**課題の指示:**
1. 闘病体験記によると、筆者が突然倒れたのはどこで何をしている最中だったか答えよ。
2. 闘病体験記の「転院先では喋れないままの私が」から「紙を持ってきてくれたんです。」までをすべて、一字も変えずに書き写せ。
3. 闘病体験記の最後の文に続けて、その先の文章を書き継げ。

**文書の抜粋:**
:::::

2013年のある日に私は突然、職場のホテルで夜勤休憩している最中に倒れました。目覚めたらベットの上で喋れず、動けず、顔しか動かせません。そこから2か月で喋れなくともリハビリのおかげで座位保持が少しでき、リハビリテーション病院へ転院する……。この時の自分は病名も理解してなかった。
転院先では喋れないままの私がもう死にたいと思うくらいの感情は取り戻せていた。今まではただリハビリが嫌でどうにか寝ていたいという事ばかり考えながら、無感情で笑ったり怒ったりしていたのを覚えています。
声が出るようになる前日に搬送先の病院の看護師さんがお見舞いに来てくれました。とてもお世話になったので少し元気になった私を見て泣いて喜んでくれました。色紙を持ってきてくれたんです。

:::::

**データ抜粋:**
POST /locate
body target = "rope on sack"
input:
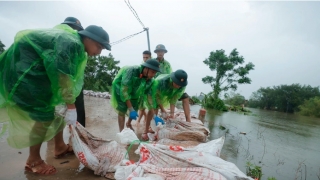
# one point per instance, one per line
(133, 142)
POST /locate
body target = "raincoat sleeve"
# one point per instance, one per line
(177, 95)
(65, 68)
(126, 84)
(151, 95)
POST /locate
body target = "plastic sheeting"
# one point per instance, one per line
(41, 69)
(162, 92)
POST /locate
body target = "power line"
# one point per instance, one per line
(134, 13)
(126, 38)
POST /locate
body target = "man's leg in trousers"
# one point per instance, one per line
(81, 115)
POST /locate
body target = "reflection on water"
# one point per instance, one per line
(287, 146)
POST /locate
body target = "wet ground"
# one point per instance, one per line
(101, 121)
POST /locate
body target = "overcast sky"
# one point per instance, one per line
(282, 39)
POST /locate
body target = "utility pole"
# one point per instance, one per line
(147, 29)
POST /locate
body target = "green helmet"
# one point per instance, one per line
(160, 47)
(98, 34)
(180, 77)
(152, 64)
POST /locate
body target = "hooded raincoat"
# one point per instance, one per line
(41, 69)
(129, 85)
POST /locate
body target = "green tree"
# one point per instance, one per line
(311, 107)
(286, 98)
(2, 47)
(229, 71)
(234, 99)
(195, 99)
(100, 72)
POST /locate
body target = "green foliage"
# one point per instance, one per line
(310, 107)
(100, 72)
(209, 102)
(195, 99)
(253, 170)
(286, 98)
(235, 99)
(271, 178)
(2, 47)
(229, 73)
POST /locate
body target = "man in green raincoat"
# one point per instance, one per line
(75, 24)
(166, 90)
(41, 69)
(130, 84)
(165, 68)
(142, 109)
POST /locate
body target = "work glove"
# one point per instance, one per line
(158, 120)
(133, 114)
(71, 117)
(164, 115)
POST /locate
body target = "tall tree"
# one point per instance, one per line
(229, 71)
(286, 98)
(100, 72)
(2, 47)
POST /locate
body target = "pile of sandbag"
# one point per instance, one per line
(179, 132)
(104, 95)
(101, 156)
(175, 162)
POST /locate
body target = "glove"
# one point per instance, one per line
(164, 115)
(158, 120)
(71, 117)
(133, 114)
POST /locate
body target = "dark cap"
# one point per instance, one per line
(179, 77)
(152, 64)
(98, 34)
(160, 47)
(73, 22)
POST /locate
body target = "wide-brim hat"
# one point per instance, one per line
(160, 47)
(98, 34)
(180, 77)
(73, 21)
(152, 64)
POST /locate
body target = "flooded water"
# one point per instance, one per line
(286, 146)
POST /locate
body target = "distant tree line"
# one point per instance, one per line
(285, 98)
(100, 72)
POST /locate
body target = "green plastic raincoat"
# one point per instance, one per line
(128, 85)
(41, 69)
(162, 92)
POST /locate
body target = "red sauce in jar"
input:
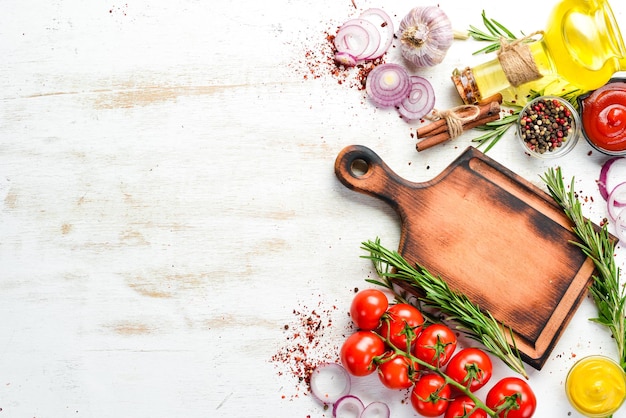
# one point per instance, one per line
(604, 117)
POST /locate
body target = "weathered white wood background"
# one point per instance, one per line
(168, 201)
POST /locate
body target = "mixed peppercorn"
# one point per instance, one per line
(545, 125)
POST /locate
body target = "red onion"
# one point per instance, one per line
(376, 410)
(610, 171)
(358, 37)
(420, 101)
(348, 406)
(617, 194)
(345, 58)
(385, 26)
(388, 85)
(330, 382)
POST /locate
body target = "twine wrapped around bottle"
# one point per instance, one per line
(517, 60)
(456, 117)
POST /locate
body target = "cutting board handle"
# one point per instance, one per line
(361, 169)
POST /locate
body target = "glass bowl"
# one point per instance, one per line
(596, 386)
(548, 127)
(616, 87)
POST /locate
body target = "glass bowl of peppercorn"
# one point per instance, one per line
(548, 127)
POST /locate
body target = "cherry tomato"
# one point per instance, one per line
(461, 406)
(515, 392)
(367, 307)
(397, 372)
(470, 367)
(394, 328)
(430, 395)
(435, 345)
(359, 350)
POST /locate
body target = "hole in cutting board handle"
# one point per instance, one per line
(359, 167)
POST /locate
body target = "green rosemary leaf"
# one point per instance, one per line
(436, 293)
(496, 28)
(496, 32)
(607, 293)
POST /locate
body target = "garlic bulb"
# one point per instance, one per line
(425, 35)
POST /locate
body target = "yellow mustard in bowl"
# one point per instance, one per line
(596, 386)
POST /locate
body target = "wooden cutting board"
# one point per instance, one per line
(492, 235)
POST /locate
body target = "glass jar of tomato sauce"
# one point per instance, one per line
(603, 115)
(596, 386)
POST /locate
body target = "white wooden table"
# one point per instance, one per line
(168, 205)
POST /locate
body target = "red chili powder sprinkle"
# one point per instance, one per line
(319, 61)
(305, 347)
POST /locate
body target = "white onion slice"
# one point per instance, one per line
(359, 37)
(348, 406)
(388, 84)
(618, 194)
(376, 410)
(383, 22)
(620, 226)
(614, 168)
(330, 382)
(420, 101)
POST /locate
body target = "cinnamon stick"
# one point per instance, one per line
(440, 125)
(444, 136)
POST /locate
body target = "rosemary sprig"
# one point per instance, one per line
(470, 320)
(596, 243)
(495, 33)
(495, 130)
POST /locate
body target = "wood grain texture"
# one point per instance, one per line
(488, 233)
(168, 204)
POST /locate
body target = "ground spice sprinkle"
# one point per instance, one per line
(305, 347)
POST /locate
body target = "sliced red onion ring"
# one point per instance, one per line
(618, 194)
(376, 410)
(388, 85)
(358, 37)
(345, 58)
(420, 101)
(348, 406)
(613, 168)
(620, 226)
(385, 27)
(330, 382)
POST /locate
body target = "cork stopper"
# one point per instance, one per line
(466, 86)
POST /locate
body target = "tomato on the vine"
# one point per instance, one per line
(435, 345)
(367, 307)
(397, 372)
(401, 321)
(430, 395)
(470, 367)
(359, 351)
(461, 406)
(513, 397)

:::::

**解答:**
1. 職場のホテルで夜勤休憩をしている最中だった。

2.
転院先では喋れないままの私がもう死にたいと思うくらいの感情は取り戻せていた。今まではただリハビリが嫌でどうにか寝ていたいという事ばかり考えながら、無感情で笑ったり怒ったりしていたのを覚えています。
声が出るようになる前日に搬送先の病院の看護師さんがお見舞いに来てくれました。とてもお世話になったので少し元気になった私を見て泣いて喜んでくれました。色紙を持ってきてくれたんです。

3.
そのときの病棟全員の看護師さんと主治医の寄せ書きです。この頃からお見舞いと携帯電話が解禁となりました。職場の人がお見舞いに来てくれたり、携帯電話の通知が止まらなくなり、私はこんなに沢山の人に心配かけたんだなと感じた。
そこから本格的な嚥下や発声のリハビリが始まり、気管切開してカニューレが入っているのでまだ飲食はできません。水分補給は、ロリポップキャンディのキャンディ部分がスポンジになっている道具で、飲み物をしみ込ませ口内を塗りたぐって渇きを凌いでいた。
週一回のカニューレ交換が本当に地獄で、そんなこんな(メインはここではないの)で無事に食事解禁となり、喉に詰まらないよう全ての食事に「とろみ」が付いていて、離乳食並みの何だかわからないメニューでした。実は初めての食事は、転院前のお祭りイベントで特別にOKをもらい、配られた「レモン味のかき氷」なのです。泣きそうになるくらい美味しかった。その時の笑顔だけは、本物で忘れられない思い出の味です。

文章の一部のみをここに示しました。